Brief:
From the records below, copy out every line that contains the word "holding".

Extracted data:
+--
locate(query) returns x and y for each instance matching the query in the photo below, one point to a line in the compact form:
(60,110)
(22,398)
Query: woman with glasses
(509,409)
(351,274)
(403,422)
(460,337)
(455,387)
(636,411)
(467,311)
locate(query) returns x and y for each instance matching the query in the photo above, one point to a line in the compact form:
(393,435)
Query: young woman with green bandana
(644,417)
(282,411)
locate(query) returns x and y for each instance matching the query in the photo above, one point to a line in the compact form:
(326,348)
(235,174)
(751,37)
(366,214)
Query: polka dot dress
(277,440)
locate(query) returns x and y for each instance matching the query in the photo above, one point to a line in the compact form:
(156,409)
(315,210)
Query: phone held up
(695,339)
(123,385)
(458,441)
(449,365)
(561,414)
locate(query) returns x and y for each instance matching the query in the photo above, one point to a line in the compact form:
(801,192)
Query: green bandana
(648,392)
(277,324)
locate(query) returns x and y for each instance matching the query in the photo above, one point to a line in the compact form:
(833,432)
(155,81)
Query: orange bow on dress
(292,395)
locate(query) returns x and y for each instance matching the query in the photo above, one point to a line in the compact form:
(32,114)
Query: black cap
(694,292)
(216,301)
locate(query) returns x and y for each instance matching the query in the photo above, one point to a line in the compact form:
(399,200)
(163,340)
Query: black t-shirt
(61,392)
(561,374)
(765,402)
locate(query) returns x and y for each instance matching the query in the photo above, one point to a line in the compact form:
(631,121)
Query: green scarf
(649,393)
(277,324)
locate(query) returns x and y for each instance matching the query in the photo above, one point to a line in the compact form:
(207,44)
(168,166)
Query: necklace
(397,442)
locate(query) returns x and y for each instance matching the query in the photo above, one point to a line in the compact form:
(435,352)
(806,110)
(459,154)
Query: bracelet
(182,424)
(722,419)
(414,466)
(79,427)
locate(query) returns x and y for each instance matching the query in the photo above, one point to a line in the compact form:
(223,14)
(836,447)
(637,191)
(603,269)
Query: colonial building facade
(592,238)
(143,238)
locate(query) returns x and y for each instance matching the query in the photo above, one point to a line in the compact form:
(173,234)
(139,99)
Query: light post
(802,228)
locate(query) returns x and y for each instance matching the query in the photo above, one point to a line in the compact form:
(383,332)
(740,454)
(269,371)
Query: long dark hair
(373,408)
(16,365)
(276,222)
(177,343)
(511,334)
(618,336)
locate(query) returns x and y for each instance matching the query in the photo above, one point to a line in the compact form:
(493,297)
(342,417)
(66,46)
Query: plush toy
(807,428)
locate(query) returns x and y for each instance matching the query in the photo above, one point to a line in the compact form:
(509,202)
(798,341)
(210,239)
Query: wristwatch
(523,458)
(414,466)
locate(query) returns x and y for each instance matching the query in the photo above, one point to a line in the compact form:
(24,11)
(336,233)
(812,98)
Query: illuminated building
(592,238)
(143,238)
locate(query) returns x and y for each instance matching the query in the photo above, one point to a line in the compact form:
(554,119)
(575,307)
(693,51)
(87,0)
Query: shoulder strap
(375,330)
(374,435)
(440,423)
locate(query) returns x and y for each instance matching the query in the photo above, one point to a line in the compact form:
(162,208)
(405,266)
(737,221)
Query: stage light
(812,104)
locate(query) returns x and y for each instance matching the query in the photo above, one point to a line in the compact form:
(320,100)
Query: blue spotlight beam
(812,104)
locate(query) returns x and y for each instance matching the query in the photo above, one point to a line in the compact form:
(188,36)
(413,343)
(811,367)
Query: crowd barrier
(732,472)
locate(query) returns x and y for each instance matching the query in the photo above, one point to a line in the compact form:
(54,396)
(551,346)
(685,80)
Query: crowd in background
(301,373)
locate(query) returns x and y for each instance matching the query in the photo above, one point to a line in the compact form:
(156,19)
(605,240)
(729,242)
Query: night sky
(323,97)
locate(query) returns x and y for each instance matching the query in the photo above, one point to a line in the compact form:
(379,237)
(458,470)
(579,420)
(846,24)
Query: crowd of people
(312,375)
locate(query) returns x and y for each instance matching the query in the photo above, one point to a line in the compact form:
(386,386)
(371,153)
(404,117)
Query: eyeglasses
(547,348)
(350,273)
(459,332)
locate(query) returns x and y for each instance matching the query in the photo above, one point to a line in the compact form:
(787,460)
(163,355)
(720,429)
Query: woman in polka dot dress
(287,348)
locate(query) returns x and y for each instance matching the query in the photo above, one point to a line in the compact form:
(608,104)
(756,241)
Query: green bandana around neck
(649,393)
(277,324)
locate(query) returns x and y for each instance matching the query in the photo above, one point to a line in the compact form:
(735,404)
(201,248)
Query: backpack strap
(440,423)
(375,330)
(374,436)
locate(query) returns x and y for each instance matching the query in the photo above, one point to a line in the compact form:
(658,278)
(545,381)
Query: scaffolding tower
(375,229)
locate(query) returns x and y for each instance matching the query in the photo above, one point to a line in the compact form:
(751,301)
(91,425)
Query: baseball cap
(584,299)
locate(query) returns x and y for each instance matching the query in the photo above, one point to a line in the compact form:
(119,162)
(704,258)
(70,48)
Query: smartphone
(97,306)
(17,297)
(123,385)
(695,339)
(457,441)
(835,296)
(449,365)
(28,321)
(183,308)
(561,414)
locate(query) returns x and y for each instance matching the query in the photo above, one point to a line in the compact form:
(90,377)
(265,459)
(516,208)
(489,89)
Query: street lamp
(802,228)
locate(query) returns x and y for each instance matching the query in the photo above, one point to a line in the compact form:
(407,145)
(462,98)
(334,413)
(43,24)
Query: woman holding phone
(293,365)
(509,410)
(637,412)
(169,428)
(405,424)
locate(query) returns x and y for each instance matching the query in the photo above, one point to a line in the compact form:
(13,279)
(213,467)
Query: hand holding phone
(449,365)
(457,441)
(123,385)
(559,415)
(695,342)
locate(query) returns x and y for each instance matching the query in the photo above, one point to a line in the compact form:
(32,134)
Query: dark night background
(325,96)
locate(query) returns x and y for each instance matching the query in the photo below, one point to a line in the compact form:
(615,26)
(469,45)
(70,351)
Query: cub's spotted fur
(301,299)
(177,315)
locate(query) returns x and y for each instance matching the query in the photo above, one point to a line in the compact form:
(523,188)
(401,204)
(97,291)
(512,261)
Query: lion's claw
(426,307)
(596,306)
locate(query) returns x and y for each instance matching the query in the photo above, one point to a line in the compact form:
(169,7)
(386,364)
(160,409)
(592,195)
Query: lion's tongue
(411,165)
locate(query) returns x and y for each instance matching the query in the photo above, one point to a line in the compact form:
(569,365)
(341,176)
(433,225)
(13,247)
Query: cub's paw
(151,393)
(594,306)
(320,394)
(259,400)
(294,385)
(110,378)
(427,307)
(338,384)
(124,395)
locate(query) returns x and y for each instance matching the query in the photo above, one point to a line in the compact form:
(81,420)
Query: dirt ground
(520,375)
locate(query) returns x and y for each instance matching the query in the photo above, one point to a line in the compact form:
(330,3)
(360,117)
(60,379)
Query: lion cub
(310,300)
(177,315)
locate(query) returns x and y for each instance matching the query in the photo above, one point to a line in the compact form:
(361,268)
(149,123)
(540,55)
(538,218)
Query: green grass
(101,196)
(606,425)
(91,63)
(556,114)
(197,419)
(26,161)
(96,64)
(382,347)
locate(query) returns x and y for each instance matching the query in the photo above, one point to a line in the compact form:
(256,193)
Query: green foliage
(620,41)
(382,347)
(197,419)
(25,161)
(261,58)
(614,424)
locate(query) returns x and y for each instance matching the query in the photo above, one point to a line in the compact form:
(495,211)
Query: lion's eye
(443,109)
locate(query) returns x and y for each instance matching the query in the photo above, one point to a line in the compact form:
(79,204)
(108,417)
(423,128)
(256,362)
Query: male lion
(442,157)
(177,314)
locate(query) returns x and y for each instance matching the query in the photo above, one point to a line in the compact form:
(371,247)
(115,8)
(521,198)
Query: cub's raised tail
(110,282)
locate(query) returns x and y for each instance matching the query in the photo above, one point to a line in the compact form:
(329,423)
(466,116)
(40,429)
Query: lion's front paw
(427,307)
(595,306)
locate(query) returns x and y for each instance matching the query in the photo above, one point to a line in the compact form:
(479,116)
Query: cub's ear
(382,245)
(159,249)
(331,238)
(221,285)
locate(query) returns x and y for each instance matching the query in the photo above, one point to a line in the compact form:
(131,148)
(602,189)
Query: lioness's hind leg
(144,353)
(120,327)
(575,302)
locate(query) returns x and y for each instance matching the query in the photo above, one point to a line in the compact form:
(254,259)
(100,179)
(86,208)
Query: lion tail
+--
Expected answer:
Query: woman holding phone
Query: hand holding phone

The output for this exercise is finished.